_Provided text_.
§ §
How did Jesus Christ respond to lust and temptations against His purity? Hebrews 4:15 tells us that He was tempted like we are, yet without sin. Did this include lust? Probably in some way, yet He never entered into sin. Think about it this way: He endured lust so that our lust could be crucified with Him on the Cross.
Is this too bold a statement? I think not. The thing that must be remembered is that His abject, sheer, unbridled object, love, and joy was His Father's glory. The glory that was also His before the world began (John 17:5). We behold this glory in Christ's face, and are changed into the same image (2 Corinthians 3). How does this connect? Jesus Christ's mind, affection, and will was set on His Father's glory. This is how He was pure: His mind was focused on God. He didn't choose to just resist temptation, He resisted temptation because He though more of His Father. Our mind, affection, and will must be likewise. But why list it in that order?
Dr. Lamansky has been giving lectures on Hamartiology (study of sin) in Systematic Theology 3 for the last several weeks. This last lecture on Monday was really great: our mind is the guardian of our affections. If you're like me, you've heard it for years at the mostly erroneous Basic Seminar. Where the mind goes, the affections will follow. And what your affections are pointed at, that is what you will choose. Thus, the secret to fighting lust, or any other sin, is not to simply "do it." It requires your mind being set on Christ, knowing that your affections will follow (Colossians 3:1-4). Now, this imperative that Paul gives demands a question: what are you thinking about? And then... why aren't you thinking about Christ?
Every man struggles, at varying levels, with lust. It's why Paul said that every man was to have his own wife in 1 Corinthians 7... so that lust wouldn't break out into sin. This may be shocking to women, but it's true. But even more troubling is what Kuiper pointed out: instead of empathizing with others who lust and trying to understand how the deceitfulness of sin works, we self-righteously judge. Years ago I had an epiphany about my relationships with others: every action that a person makes is a reaction to their experiences in life, which often include areas they have been or are deceived in. If someone is consistently angry, it is likely because someone has been angry at them. If someone struggles with lust, it's likely because no one took the time to talk to them or be accountable with them. If someone seems unable to make decisions, it's likely that they've been burned before, or have never been trusted to make decisions. Realizations like these bring compassion.
§ §
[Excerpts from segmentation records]
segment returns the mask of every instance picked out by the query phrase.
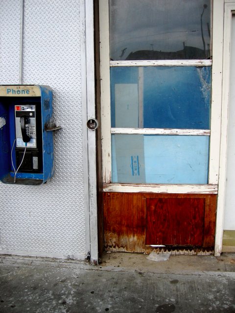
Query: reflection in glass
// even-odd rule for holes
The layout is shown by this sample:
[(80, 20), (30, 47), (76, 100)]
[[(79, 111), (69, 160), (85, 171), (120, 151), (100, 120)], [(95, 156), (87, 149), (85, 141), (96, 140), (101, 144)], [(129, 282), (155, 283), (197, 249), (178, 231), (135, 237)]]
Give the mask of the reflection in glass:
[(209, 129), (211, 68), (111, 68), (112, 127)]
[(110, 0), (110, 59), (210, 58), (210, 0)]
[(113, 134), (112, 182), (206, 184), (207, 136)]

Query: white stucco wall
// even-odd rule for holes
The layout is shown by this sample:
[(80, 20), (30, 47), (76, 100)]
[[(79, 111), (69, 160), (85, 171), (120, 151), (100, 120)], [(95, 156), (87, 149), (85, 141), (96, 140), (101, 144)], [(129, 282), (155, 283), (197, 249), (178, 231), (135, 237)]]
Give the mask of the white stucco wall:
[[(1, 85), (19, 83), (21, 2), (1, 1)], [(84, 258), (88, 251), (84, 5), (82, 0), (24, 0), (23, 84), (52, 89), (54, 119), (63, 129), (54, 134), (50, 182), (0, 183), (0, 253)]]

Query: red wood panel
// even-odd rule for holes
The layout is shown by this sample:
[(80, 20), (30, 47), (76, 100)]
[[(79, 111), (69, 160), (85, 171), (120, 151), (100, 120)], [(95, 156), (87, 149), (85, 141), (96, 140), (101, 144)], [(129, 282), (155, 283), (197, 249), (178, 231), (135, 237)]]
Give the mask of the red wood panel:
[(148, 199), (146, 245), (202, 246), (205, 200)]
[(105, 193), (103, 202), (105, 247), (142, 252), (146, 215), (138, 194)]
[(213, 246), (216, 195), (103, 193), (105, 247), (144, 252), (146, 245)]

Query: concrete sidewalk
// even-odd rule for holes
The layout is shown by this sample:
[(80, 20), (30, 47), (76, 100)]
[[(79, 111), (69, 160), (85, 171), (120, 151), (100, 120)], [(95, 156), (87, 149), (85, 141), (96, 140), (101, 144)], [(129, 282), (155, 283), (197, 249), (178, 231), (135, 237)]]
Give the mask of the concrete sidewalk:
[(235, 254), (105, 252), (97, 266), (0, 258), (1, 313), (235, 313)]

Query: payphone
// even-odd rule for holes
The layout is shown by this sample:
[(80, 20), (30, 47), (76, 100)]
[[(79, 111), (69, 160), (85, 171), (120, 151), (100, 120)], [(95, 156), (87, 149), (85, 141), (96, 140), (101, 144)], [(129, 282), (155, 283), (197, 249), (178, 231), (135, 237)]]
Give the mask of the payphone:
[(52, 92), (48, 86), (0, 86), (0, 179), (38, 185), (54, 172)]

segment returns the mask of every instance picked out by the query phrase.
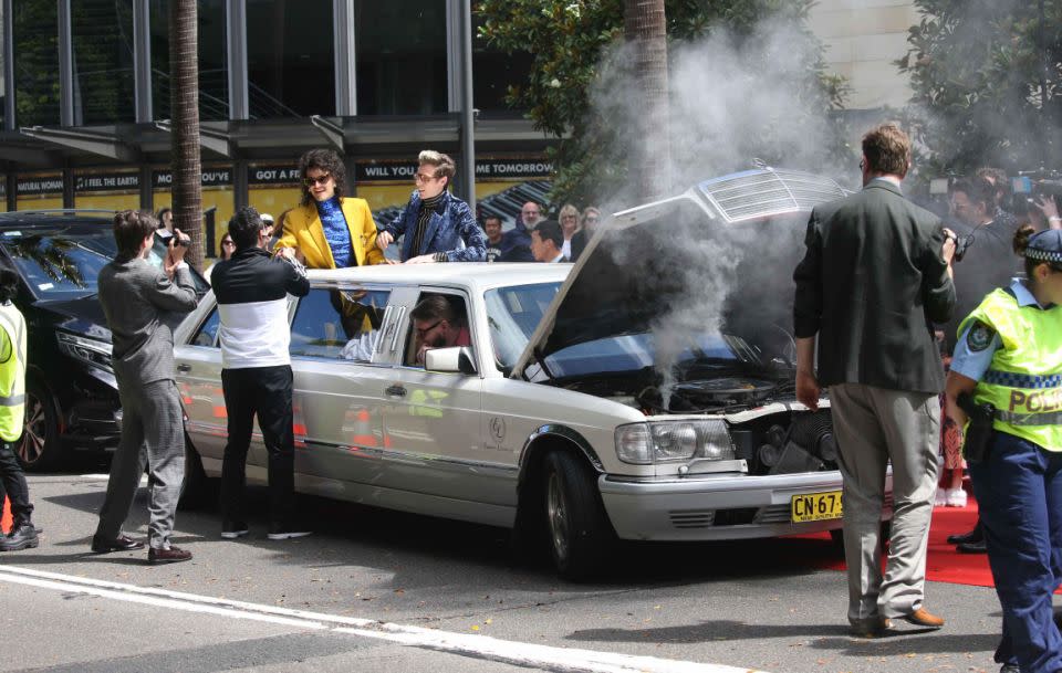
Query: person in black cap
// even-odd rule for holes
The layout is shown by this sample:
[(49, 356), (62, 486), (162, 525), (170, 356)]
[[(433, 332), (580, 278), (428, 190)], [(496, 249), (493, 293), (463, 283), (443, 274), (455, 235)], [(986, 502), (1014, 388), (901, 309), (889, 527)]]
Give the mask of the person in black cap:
§ §
_Exercise prompt_.
Please answer these from the post on purity and temptation, one line each:
(a) Which verse tells us that Jesus was tempted like we are, yet without sin?
(b) On what subject has Dr. Lamansky been lecturing in Systematic Theology 3?
(c) In 1 Corinthians 7, why did Paul say every man was to have his own wife?

_Response_.
(a) Hebrews 4:15
(b) Hamartiology, the study of sin
(c) So that lust wouldn't break out into sin